■ LISTED ENTRIES ■
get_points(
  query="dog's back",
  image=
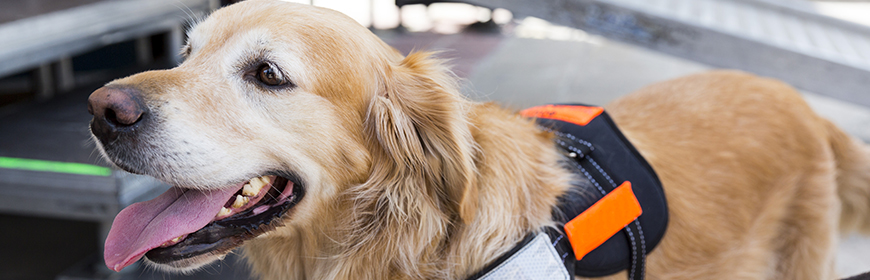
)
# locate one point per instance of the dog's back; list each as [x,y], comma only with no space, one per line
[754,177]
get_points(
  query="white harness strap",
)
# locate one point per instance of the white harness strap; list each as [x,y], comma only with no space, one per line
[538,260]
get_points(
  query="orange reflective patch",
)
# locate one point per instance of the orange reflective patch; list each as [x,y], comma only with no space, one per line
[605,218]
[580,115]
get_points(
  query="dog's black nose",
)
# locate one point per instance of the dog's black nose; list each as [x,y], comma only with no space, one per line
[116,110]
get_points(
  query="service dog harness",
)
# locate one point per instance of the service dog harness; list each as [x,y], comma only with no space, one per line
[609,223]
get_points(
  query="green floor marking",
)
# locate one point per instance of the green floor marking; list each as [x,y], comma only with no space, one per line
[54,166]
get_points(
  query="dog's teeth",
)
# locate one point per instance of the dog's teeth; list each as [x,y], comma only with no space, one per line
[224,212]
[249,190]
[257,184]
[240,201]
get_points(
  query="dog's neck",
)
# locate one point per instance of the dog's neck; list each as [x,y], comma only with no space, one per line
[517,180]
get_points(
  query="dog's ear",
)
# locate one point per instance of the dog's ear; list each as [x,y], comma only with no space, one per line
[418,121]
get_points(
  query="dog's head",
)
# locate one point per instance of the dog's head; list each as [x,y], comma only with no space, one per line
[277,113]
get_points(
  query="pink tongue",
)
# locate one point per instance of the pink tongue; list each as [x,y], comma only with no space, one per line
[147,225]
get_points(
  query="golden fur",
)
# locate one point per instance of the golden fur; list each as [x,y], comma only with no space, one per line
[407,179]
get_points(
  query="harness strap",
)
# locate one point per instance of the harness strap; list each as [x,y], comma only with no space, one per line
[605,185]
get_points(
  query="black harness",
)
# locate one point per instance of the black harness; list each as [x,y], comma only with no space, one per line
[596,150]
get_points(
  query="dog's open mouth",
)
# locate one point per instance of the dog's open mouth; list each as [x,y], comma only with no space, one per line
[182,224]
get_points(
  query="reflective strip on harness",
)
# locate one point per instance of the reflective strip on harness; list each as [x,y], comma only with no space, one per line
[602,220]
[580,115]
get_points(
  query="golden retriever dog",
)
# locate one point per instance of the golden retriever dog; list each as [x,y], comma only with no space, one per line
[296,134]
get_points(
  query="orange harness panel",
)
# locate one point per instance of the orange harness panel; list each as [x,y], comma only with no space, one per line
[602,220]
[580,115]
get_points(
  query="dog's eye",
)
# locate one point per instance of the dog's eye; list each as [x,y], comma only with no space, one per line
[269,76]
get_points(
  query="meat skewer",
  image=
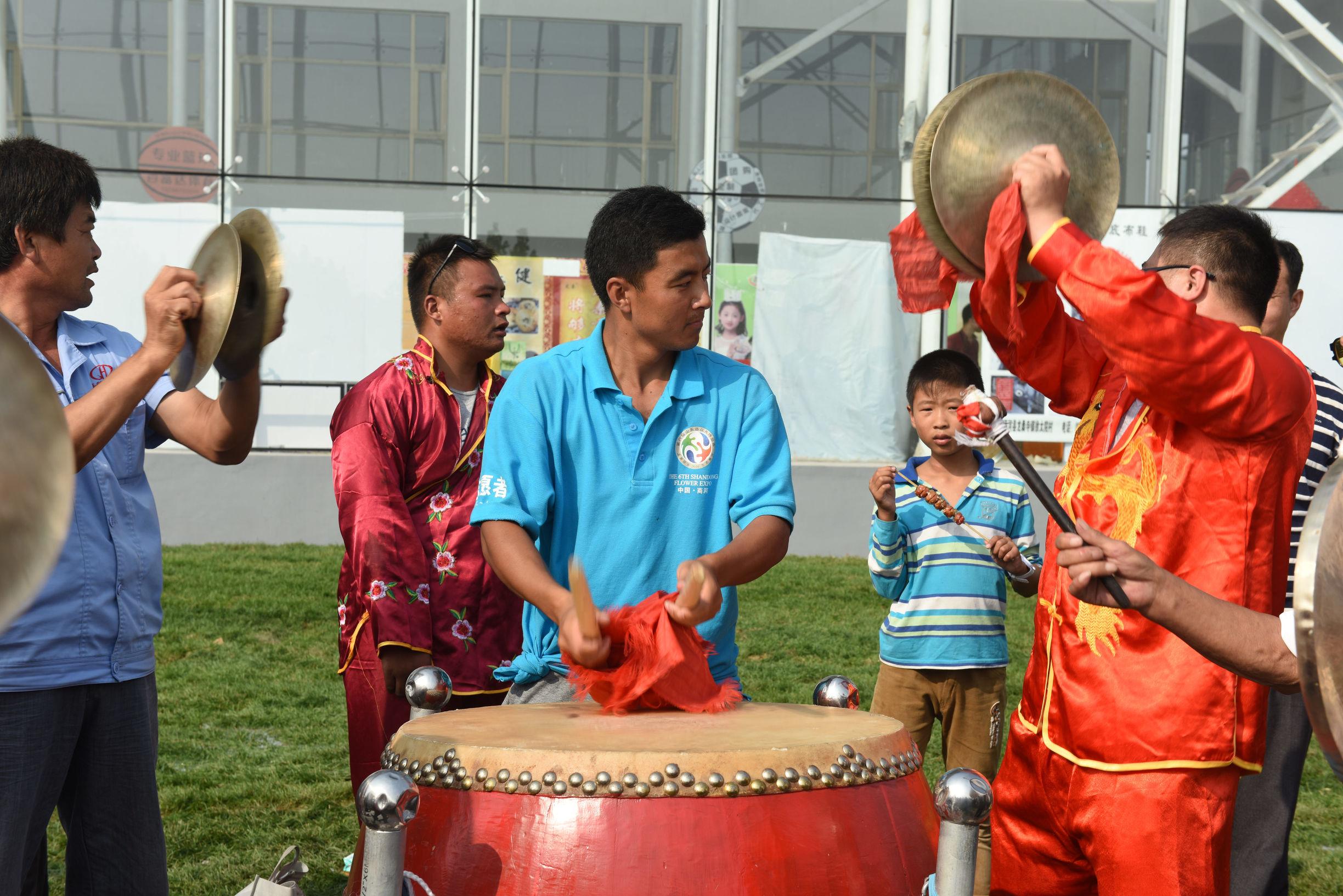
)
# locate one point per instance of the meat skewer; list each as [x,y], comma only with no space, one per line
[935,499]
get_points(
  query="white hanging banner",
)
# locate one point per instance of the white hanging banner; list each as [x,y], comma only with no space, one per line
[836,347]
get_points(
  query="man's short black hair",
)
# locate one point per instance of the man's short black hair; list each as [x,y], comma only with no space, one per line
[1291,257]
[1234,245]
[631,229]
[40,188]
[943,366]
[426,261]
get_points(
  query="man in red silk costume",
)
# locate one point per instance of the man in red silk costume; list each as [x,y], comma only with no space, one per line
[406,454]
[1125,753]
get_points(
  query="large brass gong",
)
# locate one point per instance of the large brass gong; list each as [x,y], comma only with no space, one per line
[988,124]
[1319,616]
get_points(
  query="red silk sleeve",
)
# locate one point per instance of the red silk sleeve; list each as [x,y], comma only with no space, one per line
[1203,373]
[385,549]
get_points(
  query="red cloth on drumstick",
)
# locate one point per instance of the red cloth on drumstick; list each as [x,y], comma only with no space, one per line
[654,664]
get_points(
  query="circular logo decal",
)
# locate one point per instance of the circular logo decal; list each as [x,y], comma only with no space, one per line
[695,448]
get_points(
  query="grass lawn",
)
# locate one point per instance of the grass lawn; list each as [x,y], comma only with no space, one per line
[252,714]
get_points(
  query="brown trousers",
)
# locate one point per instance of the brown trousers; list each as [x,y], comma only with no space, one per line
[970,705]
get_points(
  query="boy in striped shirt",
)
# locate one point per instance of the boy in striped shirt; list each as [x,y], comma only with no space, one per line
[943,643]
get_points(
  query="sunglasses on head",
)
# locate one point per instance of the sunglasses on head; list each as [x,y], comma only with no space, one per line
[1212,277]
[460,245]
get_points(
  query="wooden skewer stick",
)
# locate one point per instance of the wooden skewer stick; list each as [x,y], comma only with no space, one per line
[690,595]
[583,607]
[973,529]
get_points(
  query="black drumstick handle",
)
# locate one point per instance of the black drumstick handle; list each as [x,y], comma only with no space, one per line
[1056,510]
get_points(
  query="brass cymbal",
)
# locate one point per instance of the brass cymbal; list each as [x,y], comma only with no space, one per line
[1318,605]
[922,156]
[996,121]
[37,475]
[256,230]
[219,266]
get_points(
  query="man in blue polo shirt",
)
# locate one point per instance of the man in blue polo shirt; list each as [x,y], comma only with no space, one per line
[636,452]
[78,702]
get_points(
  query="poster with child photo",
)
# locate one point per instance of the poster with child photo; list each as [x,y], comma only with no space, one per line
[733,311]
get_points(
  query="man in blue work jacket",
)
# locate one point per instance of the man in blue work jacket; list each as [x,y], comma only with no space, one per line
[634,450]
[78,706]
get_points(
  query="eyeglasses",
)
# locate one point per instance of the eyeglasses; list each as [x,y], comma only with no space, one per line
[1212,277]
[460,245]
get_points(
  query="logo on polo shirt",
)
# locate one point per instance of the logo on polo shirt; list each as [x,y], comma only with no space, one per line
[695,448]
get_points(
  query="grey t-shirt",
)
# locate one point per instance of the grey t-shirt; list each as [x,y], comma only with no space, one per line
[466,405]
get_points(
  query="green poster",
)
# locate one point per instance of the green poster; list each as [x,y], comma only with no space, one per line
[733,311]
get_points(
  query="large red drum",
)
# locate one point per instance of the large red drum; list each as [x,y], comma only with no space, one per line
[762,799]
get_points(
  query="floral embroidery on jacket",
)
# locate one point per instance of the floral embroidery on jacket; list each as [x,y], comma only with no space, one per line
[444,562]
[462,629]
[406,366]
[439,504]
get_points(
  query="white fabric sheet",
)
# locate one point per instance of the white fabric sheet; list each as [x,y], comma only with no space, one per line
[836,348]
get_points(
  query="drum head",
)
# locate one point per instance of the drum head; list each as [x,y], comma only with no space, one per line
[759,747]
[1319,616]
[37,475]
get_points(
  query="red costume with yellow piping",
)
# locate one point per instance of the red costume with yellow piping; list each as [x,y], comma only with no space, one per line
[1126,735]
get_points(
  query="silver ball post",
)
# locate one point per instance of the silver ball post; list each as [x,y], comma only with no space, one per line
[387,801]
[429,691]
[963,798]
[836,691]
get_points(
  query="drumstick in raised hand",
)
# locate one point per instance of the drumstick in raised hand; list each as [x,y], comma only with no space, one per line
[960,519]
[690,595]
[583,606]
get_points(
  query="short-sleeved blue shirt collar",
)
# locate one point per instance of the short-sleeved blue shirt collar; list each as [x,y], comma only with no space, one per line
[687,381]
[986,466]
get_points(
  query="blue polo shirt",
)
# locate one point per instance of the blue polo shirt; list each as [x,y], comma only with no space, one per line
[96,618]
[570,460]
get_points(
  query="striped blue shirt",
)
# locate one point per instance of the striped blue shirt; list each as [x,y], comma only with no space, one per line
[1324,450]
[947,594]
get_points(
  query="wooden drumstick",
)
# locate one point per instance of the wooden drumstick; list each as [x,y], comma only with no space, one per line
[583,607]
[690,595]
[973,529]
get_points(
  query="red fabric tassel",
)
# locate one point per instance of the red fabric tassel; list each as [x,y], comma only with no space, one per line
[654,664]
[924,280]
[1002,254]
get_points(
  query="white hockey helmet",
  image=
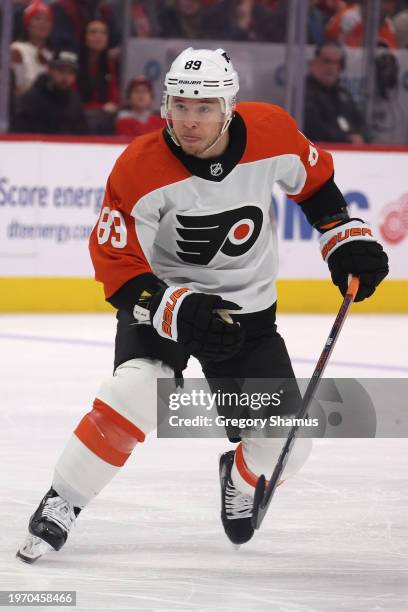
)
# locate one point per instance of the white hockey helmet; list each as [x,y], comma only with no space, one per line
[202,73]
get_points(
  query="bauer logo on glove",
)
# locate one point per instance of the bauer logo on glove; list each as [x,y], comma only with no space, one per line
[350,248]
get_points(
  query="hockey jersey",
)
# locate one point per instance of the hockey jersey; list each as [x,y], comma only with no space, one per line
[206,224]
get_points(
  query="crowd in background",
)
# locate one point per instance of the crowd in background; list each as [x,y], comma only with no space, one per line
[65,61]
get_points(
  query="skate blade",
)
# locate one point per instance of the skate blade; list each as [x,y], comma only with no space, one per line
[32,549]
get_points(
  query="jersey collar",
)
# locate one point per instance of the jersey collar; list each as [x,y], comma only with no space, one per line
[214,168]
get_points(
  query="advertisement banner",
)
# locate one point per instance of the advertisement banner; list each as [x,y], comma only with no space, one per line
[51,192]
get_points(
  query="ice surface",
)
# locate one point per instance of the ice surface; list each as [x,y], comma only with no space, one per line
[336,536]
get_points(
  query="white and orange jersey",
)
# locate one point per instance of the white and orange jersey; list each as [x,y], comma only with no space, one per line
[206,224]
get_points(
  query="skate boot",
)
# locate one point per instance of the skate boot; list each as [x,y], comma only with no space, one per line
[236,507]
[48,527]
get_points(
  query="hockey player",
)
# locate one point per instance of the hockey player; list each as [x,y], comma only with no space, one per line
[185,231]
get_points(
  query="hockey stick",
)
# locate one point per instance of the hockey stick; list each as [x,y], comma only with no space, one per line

■ TASK BRIEF ■
How many lines in the entries above contain the string "embroidery"? Case counts. Reply with the number only.

■ OUTPUT FOR THIS TASK ■
2